_Source information_
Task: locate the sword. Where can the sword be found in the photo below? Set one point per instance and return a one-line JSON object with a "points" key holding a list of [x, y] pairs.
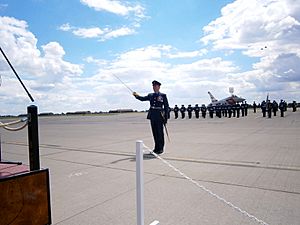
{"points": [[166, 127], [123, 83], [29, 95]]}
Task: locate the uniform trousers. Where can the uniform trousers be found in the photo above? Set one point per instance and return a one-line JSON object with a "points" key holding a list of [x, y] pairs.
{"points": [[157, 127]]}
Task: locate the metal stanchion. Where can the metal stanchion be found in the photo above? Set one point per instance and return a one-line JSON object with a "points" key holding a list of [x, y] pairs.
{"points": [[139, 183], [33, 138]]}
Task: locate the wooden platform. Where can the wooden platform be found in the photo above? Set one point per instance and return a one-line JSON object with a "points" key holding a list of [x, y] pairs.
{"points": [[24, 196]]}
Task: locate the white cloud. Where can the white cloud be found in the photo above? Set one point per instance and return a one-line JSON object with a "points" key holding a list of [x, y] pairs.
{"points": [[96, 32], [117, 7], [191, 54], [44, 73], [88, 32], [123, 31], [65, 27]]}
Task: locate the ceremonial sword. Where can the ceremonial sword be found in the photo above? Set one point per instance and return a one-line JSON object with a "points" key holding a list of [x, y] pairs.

...

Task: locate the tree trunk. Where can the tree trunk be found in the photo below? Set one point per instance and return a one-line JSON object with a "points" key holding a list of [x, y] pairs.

_Task description_
Restate word for word the lines of the data above, starting at the line containing "Task: locate the white" and ending at the line containing "Task: locate the ceremonial", both included, and nothing more.

_Task output_
Task: locate the white cloud. Where can the white cloud be found in the photo above? Set one point per instance and return a one-line JSON object with a "points" key holding a list of [x, y] pairs.
{"points": [[96, 32], [117, 7], [191, 54], [44, 73], [88, 32], [123, 31], [65, 27]]}
Task: locate the ceremonial sword. Where can the ceremonial sword be found in the photo above? Set one point per instance and return a one-line JSON object with a "points" key holding a list of [x, y] pairs.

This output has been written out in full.